Problem to solve:
The lines below starting at the line containing "Target: woman wearing purple outfit" and ending at the line containing "pixel 227 93." are to be repeated exactly, with both ends kept and nothing else added.

Material supplied:

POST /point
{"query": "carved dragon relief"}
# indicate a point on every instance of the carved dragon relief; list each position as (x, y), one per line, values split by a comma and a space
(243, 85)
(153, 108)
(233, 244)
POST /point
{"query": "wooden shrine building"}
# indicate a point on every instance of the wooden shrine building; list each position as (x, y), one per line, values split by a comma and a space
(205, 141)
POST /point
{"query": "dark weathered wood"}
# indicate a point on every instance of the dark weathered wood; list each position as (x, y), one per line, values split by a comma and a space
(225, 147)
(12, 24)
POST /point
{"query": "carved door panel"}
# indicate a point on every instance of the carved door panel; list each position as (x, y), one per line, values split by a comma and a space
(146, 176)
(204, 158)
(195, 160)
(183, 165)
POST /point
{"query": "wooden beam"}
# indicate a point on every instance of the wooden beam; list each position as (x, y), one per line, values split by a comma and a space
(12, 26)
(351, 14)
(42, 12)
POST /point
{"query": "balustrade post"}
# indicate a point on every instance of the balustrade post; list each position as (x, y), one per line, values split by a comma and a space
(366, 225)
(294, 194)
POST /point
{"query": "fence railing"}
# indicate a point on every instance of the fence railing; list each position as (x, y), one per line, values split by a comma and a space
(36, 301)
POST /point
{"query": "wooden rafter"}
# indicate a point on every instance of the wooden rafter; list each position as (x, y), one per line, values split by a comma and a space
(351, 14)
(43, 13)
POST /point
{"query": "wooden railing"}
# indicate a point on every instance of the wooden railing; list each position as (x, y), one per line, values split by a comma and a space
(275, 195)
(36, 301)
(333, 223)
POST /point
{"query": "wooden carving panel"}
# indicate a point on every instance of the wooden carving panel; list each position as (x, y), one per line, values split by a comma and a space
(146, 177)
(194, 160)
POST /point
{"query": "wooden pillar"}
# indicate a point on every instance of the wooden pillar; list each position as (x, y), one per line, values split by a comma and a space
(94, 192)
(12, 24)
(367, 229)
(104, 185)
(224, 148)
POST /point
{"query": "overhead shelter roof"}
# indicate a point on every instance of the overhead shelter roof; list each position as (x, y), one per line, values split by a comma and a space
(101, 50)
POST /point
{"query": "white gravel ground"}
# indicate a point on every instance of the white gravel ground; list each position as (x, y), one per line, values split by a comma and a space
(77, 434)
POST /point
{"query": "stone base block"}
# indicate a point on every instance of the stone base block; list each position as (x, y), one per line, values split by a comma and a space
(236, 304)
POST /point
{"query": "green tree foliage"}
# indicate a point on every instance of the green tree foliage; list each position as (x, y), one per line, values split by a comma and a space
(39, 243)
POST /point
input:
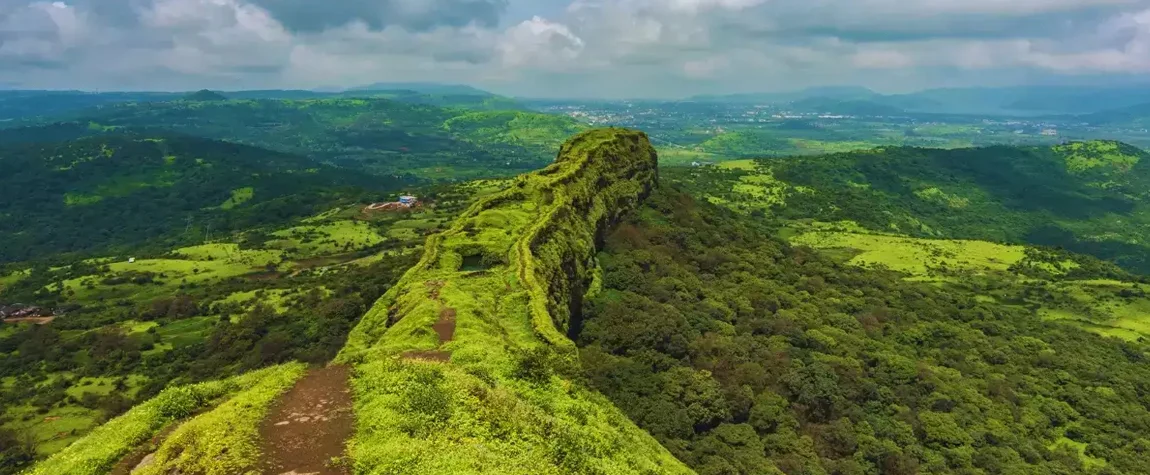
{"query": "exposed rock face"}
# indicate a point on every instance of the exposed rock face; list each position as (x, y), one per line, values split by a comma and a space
(492, 389)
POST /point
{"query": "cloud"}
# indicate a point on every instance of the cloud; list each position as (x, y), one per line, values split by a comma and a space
(567, 47)
(315, 16)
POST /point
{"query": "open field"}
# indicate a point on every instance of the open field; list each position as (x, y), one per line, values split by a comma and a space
(324, 239)
(918, 257)
(1103, 306)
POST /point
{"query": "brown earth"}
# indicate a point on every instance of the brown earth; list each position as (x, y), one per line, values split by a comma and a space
(428, 355)
(37, 320)
(308, 427)
(143, 454)
(446, 326)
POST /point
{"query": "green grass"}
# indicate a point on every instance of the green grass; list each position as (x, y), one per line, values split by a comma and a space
(186, 331)
(224, 441)
(14, 277)
(97, 452)
(674, 156)
(326, 239)
(238, 197)
(196, 265)
(500, 405)
(104, 385)
(917, 257)
(1085, 155)
(53, 430)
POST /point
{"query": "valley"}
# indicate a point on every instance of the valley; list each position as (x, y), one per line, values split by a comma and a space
(216, 277)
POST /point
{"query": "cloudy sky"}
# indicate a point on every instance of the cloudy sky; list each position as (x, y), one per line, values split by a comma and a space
(572, 47)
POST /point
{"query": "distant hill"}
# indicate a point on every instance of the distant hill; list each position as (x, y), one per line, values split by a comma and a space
(424, 89)
(378, 135)
(205, 96)
(1091, 198)
(1137, 115)
(845, 107)
(97, 193)
(1014, 100)
(21, 105)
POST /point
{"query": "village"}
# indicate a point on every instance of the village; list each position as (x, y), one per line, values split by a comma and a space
(406, 201)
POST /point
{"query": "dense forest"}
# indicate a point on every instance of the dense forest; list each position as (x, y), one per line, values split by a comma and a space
(382, 132)
(139, 190)
(1085, 197)
(746, 355)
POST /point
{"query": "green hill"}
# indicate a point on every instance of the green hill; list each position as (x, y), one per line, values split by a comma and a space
(1131, 116)
(465, 365)
(205, 96)
(117, 190)
(590, 319)
(1086, 197)
(378, 135)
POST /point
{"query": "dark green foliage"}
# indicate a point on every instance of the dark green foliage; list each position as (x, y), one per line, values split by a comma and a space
(205, 96)
(105, 193)
(1062, 197)
(386, 133)
(738, 352)
(14, 452)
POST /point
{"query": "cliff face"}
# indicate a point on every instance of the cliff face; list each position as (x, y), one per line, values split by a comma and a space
(465, 365)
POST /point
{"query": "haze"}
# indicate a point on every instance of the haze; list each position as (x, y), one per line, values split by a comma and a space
(604, 48)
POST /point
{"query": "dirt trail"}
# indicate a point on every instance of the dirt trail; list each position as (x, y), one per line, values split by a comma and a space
(309, 424)
(444, 327)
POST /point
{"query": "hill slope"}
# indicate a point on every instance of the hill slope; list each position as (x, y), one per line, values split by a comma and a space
(746, 355)
(478, 327)
(1087, 197)
(131, 189)
(378, 135)
(465, 365)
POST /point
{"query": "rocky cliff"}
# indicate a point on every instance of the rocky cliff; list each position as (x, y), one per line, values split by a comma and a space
(465, 365)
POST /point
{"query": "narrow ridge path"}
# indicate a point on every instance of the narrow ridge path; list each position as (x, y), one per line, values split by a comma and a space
(444, 327)
(308, 427)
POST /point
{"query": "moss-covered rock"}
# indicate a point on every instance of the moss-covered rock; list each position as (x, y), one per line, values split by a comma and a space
(465, 365)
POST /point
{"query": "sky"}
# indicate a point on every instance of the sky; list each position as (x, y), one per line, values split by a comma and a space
(572, 48)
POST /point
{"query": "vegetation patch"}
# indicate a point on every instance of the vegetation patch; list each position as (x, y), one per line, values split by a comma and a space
(498, 397)
(99, 451)
(224, 441)
(238, 197)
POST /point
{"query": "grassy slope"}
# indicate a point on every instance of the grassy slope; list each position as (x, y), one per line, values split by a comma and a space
(907, 232)
(382, 135)
(1087, 197)
(119, 191)
(505, 401)
(222, 427)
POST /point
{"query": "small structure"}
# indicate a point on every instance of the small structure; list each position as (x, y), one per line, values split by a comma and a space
(406, 201)
(20, 313)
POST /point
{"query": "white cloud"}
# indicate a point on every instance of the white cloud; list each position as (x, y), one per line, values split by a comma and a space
(538, 43)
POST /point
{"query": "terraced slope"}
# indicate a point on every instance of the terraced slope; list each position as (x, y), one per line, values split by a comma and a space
(465, 367)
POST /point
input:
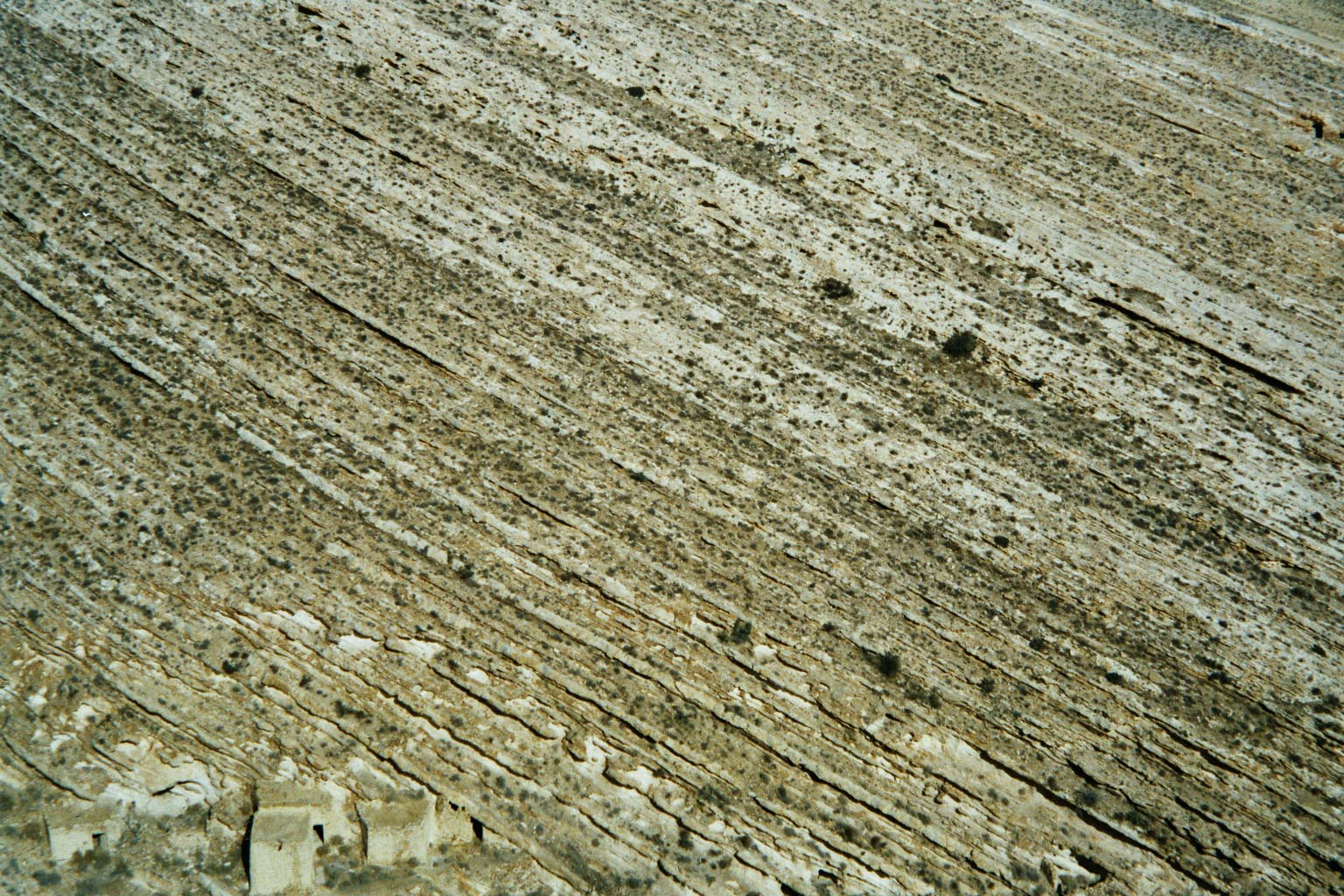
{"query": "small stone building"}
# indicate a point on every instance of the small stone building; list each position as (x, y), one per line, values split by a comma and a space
(399, 830)
(326, 816)
(78, 828)
(454, 825)
(283, 850)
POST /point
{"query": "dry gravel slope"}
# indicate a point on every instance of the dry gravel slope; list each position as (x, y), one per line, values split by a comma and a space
(546, 403)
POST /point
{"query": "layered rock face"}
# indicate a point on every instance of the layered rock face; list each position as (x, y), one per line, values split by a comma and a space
(809, 448)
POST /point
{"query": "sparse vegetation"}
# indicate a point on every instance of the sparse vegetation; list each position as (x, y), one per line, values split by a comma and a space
(887, 662)
(739, 633)
(835, 289)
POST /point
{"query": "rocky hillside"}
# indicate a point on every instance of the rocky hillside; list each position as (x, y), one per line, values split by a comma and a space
(809, 448)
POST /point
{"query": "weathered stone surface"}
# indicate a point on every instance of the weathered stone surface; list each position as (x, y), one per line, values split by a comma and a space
(809, 448)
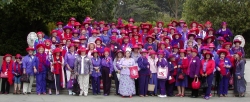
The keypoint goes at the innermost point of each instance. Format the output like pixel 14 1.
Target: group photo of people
pixel 170 59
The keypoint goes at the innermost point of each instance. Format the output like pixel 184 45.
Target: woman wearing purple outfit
pixel 127 84
pixel 107 69
pixel 162 62
pixel 225 32
pixel 96 61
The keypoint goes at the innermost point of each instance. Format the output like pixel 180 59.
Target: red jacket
pixel 210 67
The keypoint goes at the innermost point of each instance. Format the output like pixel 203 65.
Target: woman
pixel 96 73
pixel 152 59
pixel 127 84
pixel 162 62
pixel 17 72
pixel 107 69
pixel 69 59
pixel 58 71
pixel 119 56
pixel 6 69
pixel 206 71
pixel 144 73
pixel 239 80
pixel 83 67
pixel 182 69
pixel 223 65
pixel 40 68
pixel 193 70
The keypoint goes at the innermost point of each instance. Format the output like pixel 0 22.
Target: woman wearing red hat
pixel 239 79
pixel 83 67
pixel 107 69
pixel 225 32
pixel 144 73
pixel 96 73
pixel 206 71
pixel 162 62
pixel 58 70
pixel 28 69
pixel 152 59
pixel 182 82
pixel 223 65
pixel 6 73
pixel 17 72
pixel 193 70
pixel 41 65
pixel 238 48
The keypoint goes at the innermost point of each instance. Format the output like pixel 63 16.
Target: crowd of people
pixel 164 59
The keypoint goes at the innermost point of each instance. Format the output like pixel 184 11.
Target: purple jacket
pixel 108 62
pixel 194 66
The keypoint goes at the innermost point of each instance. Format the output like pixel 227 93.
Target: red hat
pixel 82 38
pixel 227 43
pixel 239 53
pixel 57 50
pixel 105 29
pixel 72 19
pixel 98 39
pixel 95 51
pixel 144 51
pixel 77 24
pixel 193 23
pixel 182 21
pixel 182 51
pixel 222 51
pixel 157 23
pixel 59 23
pixel 7 55
pixel 30 48
pixel 94 31
pixel 152 52
pixel 150 36
pixel 173 36
pixel 131 20
pixel 18 56
pixel 207 37
pixel 161 52
pixel 237 41
pixel 82 49
pixel 40 45
pixel 194 50
pixel 208 52
pixel 211 45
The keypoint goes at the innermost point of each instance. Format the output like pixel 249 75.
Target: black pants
pixel 5 86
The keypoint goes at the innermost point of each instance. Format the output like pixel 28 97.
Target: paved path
pixel 91 98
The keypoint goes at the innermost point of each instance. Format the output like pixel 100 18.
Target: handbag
pixel 196 83
pixel 204 83
pixel 4 75
pixel 25 78
pixel 151 87
pixel 50 76
pixel 134 72
pixel 162 73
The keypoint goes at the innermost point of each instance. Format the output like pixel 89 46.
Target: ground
pixel 112 98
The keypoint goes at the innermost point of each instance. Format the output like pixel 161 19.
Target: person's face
pixel 30 52
pixel 72 49
pixel 194 54
pixel 40 50
pixel 7 59
pixel 222 55
pixel 208 56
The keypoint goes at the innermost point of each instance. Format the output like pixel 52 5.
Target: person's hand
pixel 239 77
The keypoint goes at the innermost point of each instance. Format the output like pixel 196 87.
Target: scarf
pixel 42 61
pixel 9 66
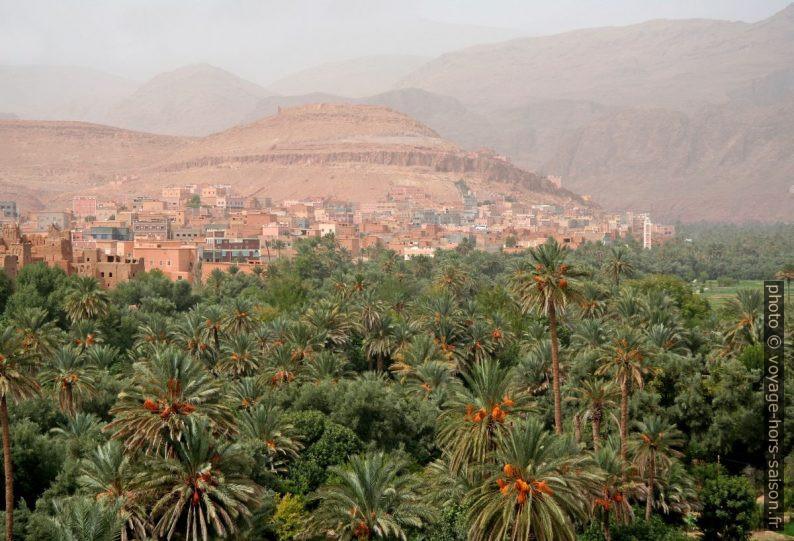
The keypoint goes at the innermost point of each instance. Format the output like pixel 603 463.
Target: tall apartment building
pixel 8 209
pixel 154 227
pixel 84 205
pixel 172 258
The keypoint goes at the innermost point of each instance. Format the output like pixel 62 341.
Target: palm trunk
pixel 555 369
pixel 649 499
pixel 8 470
pixel 596 430
pixel 577 428
pixel 605 527
pixel 624 417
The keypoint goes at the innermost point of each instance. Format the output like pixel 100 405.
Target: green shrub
pixel 729 510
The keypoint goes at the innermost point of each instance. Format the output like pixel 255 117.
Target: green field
pixel 717 295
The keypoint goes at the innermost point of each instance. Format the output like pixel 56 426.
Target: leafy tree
pixel 371 498
pixel 168 390
pixel 539 487
pixel 16 383
pixel 84 519
pixel 595 397
pixel 619 264
pixel 728 509
pixel 653 449
pixel 476 416
pixel 787 274
pixel 111 478
pixel 73 377
pixel 290 517
pixel 85 299
pixel 200 487
pixel 625 357
pixel 548 288
pixel 275 439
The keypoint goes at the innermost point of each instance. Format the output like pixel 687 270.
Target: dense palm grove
pixel 552 395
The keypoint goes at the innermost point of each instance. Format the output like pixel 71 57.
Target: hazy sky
pixel 263 40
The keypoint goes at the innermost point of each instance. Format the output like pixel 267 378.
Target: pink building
pixel 84 205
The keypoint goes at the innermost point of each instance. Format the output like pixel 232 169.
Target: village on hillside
pixel 188 231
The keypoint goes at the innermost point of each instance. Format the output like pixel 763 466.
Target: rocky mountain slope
pixel 193 100
pixel 352 152
pixel 355 78
pixel 684 118
pixel 60 92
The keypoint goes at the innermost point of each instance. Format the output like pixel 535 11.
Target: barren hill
pixel 353 152
pixel 684 118
pixel 193 100
pixel 60 92
pixel 661 63
pixel 353 78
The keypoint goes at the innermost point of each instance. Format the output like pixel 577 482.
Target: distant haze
pixel 266 40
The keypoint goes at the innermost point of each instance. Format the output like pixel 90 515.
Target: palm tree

Response box:
Target: woman wearing purple outfit
pixel 127 84
pixel 107 69
pixel 162 62
pixel 225 32
pixel 96 61
The keypoint goes at the innermost point of each instance. Format the output like pixel 180 59.
Target: red jacket
pixel 210 67
The keypoint goes at the innermost point of each instance. Format the output like pixel 203 65.
Target: woman
pixel 96 73
pixel 152 59
pixel 127 84
pixel 162 62
pixel 17 72
pixel 107 69
pixel 69 59
pixel 58 71
pixel 119 56
pixel 6 69
pixel 206 71
pixel 144 73
pixel 239 80
pixel 83 67
pixel 182 69
pixel 223 65
pixel 40 68
pixel 193 70
The keypoint goes at the innermost point of each instance. Format the output like pixel 0 22.
Target: woman wearing red hat
pixel 239 79
pixel 83 67
pixel 107 69
pixel 225 32
pixel 144 73
pixel 96 73
pixel 206 71
pixel 162 62
pixel 58 70
pixel 28 69
pixel 152 59
pixel 182 82
pixel 223 65
pixel 6 73
pixel 17 72
pixel 193 70
pixel 41 65
pixel 238 48
The keypoint goes at the innermost point of each instance. Format the output like pixel 63 16.
Target: crowd of people
pixel 164 59
The keypoint goes at the innermost point of each instance. Format the output like pixel 184 11.
Target: purple jacket
pixel 108 62
pixel 194 66
The keypoint goes at the innermost point of each instance. Format the output like pixel 227 93.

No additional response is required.